Copy out the rows below word for word, beginning at the line that contains "Thank you for the photograph above. Please mark the shelf" and continuing through the last line of the rows.

Records provided ::
▬▬▬▬▬▬
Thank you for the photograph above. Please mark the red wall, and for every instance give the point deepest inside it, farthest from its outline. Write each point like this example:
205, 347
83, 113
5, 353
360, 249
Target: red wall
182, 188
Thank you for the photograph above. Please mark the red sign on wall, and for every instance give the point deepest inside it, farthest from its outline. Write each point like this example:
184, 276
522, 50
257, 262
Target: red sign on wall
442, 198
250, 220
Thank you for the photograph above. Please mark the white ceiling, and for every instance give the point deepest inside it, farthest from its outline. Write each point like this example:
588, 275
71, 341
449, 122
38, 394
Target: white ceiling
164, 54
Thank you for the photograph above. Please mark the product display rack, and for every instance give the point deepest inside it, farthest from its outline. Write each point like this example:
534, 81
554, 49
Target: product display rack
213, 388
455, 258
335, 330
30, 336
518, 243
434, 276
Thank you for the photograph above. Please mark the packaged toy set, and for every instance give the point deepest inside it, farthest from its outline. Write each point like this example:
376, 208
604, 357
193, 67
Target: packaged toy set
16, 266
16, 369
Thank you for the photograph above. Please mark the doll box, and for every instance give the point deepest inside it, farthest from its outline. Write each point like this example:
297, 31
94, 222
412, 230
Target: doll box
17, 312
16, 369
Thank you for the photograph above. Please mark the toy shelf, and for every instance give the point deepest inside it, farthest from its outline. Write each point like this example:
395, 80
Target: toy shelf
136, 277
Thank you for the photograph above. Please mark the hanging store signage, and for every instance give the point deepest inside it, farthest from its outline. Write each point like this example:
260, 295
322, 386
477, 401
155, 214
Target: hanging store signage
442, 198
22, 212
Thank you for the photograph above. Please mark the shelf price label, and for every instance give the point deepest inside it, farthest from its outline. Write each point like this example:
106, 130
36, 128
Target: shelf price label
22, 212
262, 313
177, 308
▬▬▬▬▬▬
Answer to this problem ::
Thank you for the photograph above. Please mark the shelf price label, and for every instance give the point deepest inside it, farthest from its outline. Write each point like this example:
106, 130
36, 128
Target: shelf price label
22, 212
262, 313
177, 308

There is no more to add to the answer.